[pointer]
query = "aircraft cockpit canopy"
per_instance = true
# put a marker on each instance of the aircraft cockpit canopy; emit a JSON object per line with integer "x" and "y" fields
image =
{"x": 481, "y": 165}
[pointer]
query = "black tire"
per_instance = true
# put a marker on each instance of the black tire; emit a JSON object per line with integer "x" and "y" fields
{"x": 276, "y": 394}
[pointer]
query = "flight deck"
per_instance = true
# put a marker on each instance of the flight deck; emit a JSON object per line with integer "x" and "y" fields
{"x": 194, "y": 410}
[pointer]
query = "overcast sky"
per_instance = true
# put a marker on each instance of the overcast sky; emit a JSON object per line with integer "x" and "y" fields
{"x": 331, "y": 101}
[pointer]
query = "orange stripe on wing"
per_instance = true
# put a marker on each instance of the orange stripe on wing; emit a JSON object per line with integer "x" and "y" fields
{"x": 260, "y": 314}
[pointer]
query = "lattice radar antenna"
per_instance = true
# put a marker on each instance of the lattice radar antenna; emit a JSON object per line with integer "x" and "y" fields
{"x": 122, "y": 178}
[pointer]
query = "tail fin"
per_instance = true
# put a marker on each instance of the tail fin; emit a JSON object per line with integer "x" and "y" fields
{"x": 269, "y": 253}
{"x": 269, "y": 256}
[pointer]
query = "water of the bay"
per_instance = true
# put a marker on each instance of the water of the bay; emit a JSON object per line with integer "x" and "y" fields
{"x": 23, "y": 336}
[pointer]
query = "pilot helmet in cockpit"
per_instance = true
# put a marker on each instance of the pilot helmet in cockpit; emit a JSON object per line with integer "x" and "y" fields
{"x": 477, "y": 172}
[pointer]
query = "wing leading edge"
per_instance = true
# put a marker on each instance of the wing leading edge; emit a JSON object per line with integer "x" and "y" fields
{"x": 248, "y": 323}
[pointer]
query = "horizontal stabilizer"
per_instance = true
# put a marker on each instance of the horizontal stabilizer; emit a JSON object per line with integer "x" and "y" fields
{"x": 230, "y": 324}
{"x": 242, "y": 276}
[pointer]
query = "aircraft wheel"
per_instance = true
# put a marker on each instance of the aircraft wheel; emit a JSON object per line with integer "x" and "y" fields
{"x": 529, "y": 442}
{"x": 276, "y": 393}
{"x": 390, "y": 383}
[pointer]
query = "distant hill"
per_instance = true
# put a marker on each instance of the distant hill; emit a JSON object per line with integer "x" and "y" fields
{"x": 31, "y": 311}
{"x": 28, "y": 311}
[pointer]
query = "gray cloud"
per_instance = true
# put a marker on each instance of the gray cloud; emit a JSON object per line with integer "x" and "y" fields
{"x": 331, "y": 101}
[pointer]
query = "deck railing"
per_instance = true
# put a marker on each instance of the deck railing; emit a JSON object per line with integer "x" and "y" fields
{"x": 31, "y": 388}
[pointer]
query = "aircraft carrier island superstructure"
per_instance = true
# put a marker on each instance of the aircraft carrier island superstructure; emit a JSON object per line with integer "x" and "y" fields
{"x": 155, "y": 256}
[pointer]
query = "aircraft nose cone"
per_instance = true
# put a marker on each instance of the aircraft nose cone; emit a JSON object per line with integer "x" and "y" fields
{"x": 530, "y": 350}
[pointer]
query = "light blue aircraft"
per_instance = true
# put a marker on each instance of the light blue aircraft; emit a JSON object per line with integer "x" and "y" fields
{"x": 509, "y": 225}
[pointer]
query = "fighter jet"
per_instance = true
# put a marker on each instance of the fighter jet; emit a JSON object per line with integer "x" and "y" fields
◆ ◆ ◆ ◆ ◆
PROBLEM TO WORK ON: All of the lines above must be returned exactly.

PROBLEM SOLUTION:
[pointer]
query = "aircraft cockpit canopy"
per_instance = true
# put a marker on each instance of the aircraft cockpit canopy; emit a JSON object per line with integer "x" and "y" fields
image =
{"x": 481, "y": 165}
[pointer]
query = "black tire"
per_instance = true
# put a marker on each instance of the black tire; emit a JSON object per line with integer "x" and "y" fields
{"x": 276, "y": 394}
[pointer]
query = "flight deck"
per_instance = true
# put a marker on each instance of the flight deck; emit a JSON object per line with integer "x" and "y" fields
{"x": 194, "y": 410}
[pointer]
query = "overcast sky"
per_instance = true
# put a marker on each instance of the overcast sky; emit a JSON object per line with integer "x" and "y" fields
{"x": 331, "y": 101}
[pointer]
query = "orange stripe on wing"
per_instance = true
# put a marker on each instance of the orange stripe on wing; emit a JSON object per line with integer "x" and "y" fields
{"x": 260, "y": 314}
[pointer]
query = "lattice radar antenna"
per_instance = true
# put a marker on each instance of the lattice radar antenna; emit a JSON object per line with integer "x" and "y" fields
{"x": 122, "y": 178}
[pointer]
query = "tail fin"
per_instance = true
# put a marker on each instance of the tail fin; emit a JSON object per line with integer "x" and "y" fields
{"x": 269, "y": 253}
{"x": 269, "y": 256}
[pointer]
query = "water of the bay"
per_instance = true
# put a marker on each instance of the water of the bay; emit a JSON object per line with integer "x" and "y" fields
{"x": 23, "y": 336}
[pointer]
query = "pilot helmet in cockpit"
per_instance = true
# put a marker on each instance of the pilot helmet in cockpit; emit a JSON object per line with integer "x" and "y" fields
{"x": 477, "y": 172}
[pointer]
query = "wing leading edge"
per_instance = true
# put a marker on each instance of the wing leading edge; emit a JSON object per line with integer "x" and "y" fields
{"x": 248, "y": 323}
[pointer]
query = "horizontal stabilizer"
per_instance = true
# put a marker on each instance of the horizontal stabilizer; emit a JSON object per line with integer "x" and "y" fields
{"x": 230, "y": 324}
{"x": 242, "y": 276}
[pointer]
query = "aircraft wheel"
per_instance = true
# put a marker on each instance of the aircraft wheel; emit a JSON object per line with integer "x" and "y" fields
{"x": 529, "y": 442}
{"x": 276, "y": 393}
{"x": 390, "y": 383}
[pointer]
query = "distant hill"
per_instance = true
# put a marker on each instance of the distant hill; emit a JSON object per line with integer "x" and "y" fields
{"x": 31, "y": 311}
{"x": 28, "y": 311}
[pointer]
query = "gray cloud"
per_instance = true
# put a marker on each instance of the gray cloud; emit a JSON object per line with integer "x" and "y" fields
{"x": 331, "y": 101}
[pointer]
query = "deck railing"
per_instance = true
# put a marker on each instance of the deck railing; emit a JSON object per line with integer "x" and "y" fields
{"x": 31, "y": 388}
[pointer]
query = "aircraft carrier island superstructure"
per_instance = true
# put a marker on each instance of the aircraft carrier island superstructure; emit a JSON object per line with integer "x" and "y" fields
{"x": 155, "y": 256}
[pointer]
query = "aircraft nose cone"
per_instance = true
# put a marker on each instance of the aircraft nose cone; emit a JSON object per line with integer "x" and "y" fields
{"x": 530, "y": 350}
[pointer]
query = "light blue aircraft"
per_instance = true
# put a marker on each instance of the light blue aircraft; emit a JSON object per line with integer "x" and "y" fields
{"x": 509, "y": 225}
[pointer]
query = "fighter jet"
per_instance = true
# put a marker on each instance of the fighter jet; emit a JSON object per line with integer "x" and "y" fields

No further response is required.